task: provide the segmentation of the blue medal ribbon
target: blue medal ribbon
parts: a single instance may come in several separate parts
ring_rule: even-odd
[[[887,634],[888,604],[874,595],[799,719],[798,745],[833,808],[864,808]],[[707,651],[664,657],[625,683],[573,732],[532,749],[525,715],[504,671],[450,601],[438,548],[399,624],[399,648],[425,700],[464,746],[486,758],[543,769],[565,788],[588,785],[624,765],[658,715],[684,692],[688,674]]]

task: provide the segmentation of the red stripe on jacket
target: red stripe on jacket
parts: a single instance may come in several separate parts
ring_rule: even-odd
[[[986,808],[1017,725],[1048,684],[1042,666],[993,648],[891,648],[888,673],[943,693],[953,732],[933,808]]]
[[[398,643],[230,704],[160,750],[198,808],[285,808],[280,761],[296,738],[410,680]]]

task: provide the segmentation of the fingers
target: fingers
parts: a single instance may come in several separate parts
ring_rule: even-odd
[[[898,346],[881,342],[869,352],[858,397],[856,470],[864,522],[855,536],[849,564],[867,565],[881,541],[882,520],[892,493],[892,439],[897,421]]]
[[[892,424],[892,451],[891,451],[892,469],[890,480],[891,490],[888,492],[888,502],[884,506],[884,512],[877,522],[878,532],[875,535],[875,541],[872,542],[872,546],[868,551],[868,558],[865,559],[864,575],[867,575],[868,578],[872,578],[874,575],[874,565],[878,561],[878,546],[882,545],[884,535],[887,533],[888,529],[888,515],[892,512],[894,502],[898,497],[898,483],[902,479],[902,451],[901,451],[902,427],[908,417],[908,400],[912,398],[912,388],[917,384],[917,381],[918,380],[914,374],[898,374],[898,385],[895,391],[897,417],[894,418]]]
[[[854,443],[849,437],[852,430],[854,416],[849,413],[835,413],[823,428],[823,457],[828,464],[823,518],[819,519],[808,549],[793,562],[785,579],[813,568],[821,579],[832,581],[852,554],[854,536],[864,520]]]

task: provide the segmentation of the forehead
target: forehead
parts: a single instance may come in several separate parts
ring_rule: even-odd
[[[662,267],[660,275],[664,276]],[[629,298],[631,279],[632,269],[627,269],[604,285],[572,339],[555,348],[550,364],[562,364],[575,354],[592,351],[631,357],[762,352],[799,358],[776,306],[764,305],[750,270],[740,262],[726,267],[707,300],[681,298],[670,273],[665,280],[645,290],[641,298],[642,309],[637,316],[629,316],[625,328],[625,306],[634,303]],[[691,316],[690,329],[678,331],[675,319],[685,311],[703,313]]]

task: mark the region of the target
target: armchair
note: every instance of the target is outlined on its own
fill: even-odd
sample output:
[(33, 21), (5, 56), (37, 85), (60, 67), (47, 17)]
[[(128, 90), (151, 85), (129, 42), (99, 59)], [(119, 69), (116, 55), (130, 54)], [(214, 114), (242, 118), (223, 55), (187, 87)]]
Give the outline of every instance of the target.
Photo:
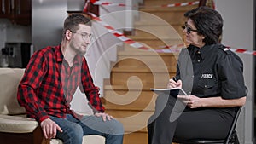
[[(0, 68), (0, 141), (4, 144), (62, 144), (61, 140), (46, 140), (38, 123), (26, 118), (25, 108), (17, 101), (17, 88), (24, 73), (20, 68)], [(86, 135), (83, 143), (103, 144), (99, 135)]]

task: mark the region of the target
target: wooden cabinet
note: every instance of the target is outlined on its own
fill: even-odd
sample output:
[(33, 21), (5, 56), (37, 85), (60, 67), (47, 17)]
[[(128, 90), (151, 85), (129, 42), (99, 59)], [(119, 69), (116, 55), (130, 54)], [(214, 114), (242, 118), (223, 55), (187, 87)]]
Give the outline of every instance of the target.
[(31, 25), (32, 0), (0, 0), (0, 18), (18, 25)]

══════

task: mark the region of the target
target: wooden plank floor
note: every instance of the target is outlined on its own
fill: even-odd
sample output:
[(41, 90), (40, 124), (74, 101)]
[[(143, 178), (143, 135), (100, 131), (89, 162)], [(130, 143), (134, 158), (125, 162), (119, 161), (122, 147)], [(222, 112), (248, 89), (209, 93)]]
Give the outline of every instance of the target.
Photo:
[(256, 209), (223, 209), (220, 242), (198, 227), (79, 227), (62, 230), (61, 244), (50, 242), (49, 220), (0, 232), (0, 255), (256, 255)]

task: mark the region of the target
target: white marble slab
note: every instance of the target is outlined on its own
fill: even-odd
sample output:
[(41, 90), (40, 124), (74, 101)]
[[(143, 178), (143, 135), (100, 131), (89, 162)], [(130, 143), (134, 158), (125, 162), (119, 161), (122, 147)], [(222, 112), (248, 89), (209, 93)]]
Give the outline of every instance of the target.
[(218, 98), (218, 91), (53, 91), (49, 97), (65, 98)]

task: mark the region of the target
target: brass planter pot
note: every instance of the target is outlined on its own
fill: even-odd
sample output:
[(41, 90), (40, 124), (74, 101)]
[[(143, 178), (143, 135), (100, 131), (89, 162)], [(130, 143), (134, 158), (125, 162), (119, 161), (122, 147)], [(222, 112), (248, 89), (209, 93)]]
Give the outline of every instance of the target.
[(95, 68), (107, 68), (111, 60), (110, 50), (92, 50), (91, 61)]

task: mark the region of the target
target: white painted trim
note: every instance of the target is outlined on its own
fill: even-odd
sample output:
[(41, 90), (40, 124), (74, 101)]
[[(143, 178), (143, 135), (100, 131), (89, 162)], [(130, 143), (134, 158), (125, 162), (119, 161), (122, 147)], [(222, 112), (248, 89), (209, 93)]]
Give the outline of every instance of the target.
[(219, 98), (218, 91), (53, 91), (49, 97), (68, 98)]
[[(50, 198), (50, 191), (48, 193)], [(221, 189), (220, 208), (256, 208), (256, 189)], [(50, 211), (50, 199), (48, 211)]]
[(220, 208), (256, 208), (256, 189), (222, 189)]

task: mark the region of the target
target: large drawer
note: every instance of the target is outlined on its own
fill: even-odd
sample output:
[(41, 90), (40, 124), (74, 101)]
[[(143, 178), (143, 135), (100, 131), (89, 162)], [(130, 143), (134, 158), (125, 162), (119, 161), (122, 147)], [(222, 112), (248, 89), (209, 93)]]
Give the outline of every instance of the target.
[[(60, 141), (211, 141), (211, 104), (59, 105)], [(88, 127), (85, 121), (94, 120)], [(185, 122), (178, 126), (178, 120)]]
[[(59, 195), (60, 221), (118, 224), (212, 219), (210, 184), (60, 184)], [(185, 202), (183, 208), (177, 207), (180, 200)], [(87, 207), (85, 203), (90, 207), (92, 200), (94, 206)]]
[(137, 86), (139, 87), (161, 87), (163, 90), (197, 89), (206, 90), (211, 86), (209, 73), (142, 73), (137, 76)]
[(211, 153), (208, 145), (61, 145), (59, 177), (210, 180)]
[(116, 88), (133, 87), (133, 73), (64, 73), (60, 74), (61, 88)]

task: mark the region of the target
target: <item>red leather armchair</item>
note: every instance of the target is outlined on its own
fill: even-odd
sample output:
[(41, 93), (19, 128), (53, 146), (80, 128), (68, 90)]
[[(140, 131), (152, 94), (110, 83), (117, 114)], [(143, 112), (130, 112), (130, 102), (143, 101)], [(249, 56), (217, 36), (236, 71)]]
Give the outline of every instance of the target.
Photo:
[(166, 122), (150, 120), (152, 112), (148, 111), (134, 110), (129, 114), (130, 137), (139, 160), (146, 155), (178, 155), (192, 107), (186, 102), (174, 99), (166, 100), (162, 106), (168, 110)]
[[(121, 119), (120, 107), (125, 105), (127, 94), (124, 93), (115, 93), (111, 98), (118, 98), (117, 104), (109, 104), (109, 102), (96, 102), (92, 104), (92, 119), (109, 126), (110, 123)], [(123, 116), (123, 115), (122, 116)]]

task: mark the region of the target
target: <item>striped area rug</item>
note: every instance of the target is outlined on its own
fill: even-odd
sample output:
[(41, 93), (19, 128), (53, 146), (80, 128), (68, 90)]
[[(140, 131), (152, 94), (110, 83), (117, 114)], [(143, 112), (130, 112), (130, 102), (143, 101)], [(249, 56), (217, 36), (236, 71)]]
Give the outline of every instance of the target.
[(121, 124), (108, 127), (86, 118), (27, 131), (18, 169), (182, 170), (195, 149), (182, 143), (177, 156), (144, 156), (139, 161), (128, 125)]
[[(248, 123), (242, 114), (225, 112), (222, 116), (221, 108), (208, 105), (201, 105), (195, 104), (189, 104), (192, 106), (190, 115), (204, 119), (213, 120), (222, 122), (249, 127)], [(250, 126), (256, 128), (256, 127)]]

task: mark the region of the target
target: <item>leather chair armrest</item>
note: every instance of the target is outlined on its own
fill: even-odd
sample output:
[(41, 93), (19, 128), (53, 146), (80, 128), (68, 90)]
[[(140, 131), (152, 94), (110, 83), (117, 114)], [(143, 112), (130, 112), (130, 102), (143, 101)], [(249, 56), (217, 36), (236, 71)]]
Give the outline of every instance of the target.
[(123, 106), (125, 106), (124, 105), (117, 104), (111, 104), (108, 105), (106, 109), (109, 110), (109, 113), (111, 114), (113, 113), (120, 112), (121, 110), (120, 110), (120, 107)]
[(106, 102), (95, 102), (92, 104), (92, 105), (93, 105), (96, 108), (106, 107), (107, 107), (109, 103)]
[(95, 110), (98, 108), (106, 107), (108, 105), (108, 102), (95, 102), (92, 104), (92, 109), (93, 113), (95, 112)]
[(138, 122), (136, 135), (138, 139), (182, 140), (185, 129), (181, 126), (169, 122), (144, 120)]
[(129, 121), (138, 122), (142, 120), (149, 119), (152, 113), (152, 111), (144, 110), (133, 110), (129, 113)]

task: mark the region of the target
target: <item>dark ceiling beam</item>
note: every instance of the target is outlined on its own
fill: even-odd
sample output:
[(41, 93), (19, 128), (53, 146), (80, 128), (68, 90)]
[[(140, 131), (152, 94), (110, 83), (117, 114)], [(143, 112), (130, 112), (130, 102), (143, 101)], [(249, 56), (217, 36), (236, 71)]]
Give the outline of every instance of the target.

══════

Aim of the task -> Arrange the records from the line that contains "task: provide the segmentation of the forehead" through the line that contains "[(31, 25), (32, 0), (0, 0), (0, 18), (18, 25)]" as a Markdown table with the columns Row and Text, numbering each line and skipping blank lines. Leave the pictures out of the table.

Task solution ->
| Row | Text |
|---|---|
| 1 | task: provide the segmentation of the forehead |
| 2 | target: forehead |
| 3 | parts: a single instance may come in several separate parts |
| 4 | ring_rule: even-odd |
| 5 | [[[662,267],[660,275],[664,276]],[[629,298],[631,279],[632,269],[627,269],[604,285],[572,339],[555,348],[550,364],[562,364],[575,354],[592,351],[631,357],[762,352],[799,358],[776,306],[764,305],[750,270],[740,262],[726,267],[707,300],[681,298],[670,273],[665,280],[645,290],[641,298],[642,309],[637,316],[629,316],[625,328],[625,306],[634,303]],[[691,316],[690,329],[678,331],[675,319],[685,311],[703,313]]] |
| 6 | task: mark the region of the target |
| 7 | target: armchair |
| 8 | note: every instance of the target is outlined on its own |
| 9 | fill: even-odd |
| 10 | sample output: |
| 11 | [(33, 21), (5, 56), (37, 85), (60, 67), (47, 17)] |
| 12 | [[(128, 90), (151, 85), (129, 42), (99, 59)], [(119, 69), (116, 55), (130, 54)], [(214, 114), (242, 118), (223, 55), (187, 87)]] |
| 13 | Give the outline of every instance of the target. |
| 14 | Photo: |
| 15 | [[(0, 68), (0, 141), (4, 144), (62, 144), (61, 140), (46, 140), (38, 123), (26, 118), (25, 108), (17, 101), (17, 88), (24, 73), (20, 68)], [(86, 135), (83, 143), (103, 144), (99, 135)]] |
| 16 | task: mark the region of the target |
| 17 | target: wooden cabinet |
| 18 | note: every instance of the target is outlined on its own |
| 19 | fill: even-odd |
| 20 | sample output: |
| 21 | [(33, 21), (5, 56), (37, 85), (60, 67), (47, 17)] |
| 22 | [[(128, 90), (151, 85), (129, 42), (99, 59)], [(119, 69), (116, 55), (130, 54)], [(214, 114), (242, 118), (223, 55), (187, 87)]] |
| 23 | Give the outline of every instance of the target. |
| 24 | [(31, 25), (32, 0), (0, 0), (0, 18), (18, 25)] |